- _Exercise details_
When you find the line that contains "Target: rubber boot", restate it and all lines after it exactly, stopping at the end of the material.

----- Exercise input -----

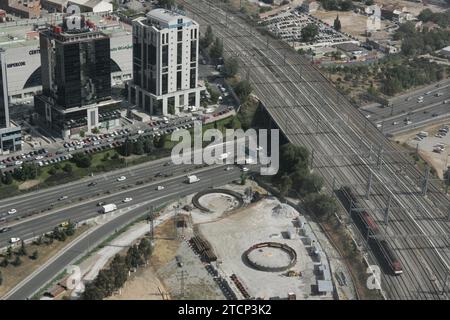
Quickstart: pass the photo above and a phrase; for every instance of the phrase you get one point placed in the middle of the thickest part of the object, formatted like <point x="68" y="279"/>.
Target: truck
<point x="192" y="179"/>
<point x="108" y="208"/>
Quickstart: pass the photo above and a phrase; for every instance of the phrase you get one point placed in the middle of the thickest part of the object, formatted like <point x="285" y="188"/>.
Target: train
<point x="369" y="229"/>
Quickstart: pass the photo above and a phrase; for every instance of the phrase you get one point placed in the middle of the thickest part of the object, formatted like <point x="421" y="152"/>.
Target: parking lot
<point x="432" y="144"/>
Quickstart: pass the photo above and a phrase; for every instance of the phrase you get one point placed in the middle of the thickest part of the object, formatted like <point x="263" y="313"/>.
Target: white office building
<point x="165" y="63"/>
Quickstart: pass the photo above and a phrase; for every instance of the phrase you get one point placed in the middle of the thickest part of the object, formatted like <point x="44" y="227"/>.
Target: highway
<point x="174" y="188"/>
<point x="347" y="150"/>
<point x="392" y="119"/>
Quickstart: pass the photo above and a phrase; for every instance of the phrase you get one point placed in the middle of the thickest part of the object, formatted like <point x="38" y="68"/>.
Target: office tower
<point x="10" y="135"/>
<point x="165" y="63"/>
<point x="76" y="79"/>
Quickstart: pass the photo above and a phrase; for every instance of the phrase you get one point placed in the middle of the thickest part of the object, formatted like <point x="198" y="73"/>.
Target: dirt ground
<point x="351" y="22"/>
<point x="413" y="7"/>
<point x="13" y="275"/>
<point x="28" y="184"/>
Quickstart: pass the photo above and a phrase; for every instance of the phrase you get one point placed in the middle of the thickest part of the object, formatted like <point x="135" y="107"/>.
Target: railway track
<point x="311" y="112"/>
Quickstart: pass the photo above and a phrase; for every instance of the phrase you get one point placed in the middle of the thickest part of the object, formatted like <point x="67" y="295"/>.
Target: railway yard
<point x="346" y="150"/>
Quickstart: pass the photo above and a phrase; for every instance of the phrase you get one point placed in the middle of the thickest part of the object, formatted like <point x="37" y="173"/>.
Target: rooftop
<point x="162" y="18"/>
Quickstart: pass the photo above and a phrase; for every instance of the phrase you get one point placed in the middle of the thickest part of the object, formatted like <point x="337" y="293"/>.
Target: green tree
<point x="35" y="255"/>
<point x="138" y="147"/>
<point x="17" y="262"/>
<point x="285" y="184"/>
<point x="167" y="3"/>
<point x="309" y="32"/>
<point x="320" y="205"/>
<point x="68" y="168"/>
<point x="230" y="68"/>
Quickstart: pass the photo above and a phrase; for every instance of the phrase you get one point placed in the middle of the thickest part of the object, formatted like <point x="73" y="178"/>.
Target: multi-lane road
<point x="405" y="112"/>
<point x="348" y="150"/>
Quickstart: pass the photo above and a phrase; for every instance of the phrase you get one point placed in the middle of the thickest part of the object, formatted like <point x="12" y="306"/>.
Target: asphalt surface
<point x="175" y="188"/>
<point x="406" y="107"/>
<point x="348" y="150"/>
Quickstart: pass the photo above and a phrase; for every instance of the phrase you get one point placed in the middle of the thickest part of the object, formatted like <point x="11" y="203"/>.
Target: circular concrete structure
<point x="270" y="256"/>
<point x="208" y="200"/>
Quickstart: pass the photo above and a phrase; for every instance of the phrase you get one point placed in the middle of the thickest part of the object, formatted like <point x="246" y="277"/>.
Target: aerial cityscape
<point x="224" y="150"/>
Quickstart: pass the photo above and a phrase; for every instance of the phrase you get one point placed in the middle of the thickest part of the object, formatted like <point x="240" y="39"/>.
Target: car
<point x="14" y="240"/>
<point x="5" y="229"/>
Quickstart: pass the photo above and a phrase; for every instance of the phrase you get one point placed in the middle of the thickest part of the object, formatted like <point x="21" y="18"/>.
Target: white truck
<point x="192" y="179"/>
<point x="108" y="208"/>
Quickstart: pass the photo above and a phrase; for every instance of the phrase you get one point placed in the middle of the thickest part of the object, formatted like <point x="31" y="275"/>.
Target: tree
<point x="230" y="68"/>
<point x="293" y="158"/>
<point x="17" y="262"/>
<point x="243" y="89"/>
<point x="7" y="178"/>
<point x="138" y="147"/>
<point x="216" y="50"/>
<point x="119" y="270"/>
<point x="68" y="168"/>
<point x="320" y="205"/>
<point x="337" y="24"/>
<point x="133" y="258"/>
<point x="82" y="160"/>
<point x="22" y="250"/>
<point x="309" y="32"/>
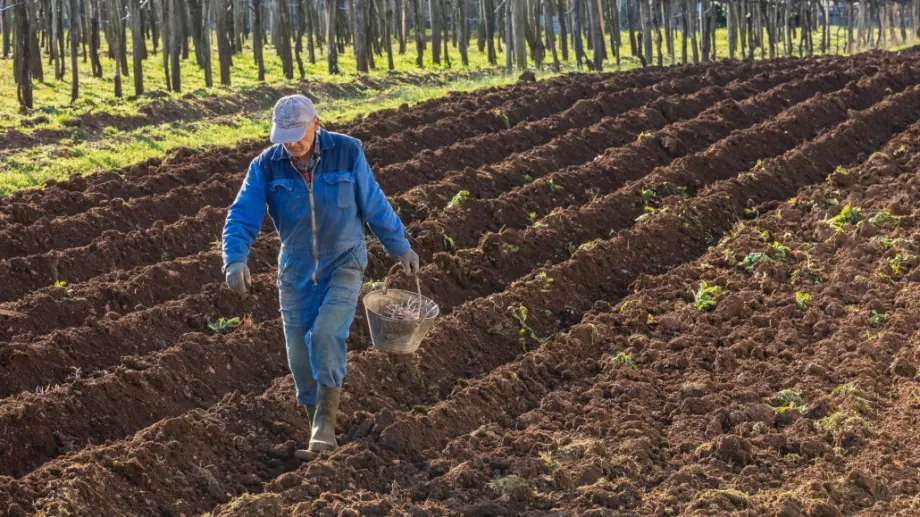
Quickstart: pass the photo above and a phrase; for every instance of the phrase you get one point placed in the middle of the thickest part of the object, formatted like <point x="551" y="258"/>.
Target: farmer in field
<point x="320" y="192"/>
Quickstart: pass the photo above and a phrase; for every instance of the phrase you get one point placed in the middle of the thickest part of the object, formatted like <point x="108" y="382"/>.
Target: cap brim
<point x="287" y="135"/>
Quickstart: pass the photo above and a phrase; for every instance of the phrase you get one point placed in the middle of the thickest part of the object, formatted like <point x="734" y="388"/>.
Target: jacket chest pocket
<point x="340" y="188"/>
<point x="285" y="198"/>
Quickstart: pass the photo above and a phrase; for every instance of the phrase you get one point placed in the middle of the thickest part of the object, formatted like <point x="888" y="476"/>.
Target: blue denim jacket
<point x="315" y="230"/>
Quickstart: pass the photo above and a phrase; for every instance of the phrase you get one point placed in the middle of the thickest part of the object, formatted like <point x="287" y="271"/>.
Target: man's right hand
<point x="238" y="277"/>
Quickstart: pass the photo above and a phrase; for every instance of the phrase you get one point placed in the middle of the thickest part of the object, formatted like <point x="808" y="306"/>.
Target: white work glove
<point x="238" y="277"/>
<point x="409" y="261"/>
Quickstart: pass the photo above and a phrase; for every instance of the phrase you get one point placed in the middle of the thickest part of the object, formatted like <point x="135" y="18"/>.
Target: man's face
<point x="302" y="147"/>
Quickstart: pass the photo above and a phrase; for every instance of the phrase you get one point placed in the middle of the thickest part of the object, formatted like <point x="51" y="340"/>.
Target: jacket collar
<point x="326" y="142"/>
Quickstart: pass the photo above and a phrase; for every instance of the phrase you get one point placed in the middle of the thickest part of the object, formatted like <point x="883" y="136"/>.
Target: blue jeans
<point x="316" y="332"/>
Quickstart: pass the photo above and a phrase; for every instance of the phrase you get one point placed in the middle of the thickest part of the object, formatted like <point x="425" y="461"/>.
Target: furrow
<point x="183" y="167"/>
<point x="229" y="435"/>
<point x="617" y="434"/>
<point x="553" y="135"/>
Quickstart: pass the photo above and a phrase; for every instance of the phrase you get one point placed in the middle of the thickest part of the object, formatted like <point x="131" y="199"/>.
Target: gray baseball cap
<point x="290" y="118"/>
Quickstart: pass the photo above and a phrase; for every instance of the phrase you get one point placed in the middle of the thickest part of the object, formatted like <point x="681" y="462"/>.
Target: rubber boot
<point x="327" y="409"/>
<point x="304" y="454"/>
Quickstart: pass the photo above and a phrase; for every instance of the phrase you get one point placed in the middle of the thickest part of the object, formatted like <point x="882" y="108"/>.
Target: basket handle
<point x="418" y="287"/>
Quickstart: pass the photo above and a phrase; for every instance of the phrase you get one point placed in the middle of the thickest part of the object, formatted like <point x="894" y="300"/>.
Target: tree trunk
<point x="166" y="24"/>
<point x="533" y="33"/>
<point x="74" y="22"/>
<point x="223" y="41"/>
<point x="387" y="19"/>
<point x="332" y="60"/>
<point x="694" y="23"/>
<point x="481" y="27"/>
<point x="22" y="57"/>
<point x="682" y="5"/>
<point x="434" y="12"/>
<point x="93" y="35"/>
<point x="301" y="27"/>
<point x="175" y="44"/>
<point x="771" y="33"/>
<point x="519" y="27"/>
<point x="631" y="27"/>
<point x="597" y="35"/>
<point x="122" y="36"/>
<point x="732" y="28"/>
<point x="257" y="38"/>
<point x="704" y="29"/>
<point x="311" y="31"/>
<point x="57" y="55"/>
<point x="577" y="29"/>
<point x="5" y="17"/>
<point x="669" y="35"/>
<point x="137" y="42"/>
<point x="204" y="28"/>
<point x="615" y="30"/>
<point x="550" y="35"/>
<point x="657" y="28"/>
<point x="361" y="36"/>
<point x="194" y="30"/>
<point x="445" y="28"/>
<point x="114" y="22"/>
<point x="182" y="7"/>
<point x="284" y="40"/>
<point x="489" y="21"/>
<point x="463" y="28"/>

-----

- _Solved problem_
Target: rubber boot
<point x="327" y="409"/>
<point x="304" y="454"/>
Quickstart: pass the photo above and a phrase; for every instance of the phrase you get one point placed in the middle of the thickest part of the object, formatted like <point x="882" y="108"/>.
Target: basket handle
<point x="418" y="287"/>
Quickstart: pass the photo above and a phrase; for every instance of the phrase you get one point placed in the middle of the thickest part of the object, formatted like <point x="894" y="300"/>.
Target: tree trunk
<point x="166" y="24"/>
<point x="533" y="33"/>
<point x="74" y="22"/>
<point x="223" y="41"/>
<point x="387" y="19"/>
<point x="332" y="60"/>
<point x="694" y="23"/>
<point x="481" y="27"/>
<point x="22" y="57"/>
<point x="682" y="5"/>
<point x="434" y="12"/>
<point x="93" y="35"/>
<point x="301" y="27"/>
<point x="175" y="44"/>
<point x="771" y="33"/>
<point x="519" y="27"/>
<point x="631" y="27"/>
<point x="597" y="35"/>
<point x="122" y="36"/>
<point x="732" y="28"/>
<point x="257" y="38"/>
<point x="704" y="29"/>
<point x="311" y="31"/>
<point x="57" y="55"/>
<point x="577" y="29"/>
<point x="5" y="17"/>
<point x="669" y="35"/>
<point x="137" y="42"/>
<point x="204" y="28"/>
<point x="615" y="30"/>
<point x="550" y="35"/>
<point x="657" y="28"/>
<point x="361" y="36"/>
<point x="194" y="30"/>
<point x="445" y="28"/>
<point x="114" y="22"/>
<point x="182" y="7"/>
<point x="284" y="40"/>
<point x="489" y="21"/>
<point x="463" y="28"/>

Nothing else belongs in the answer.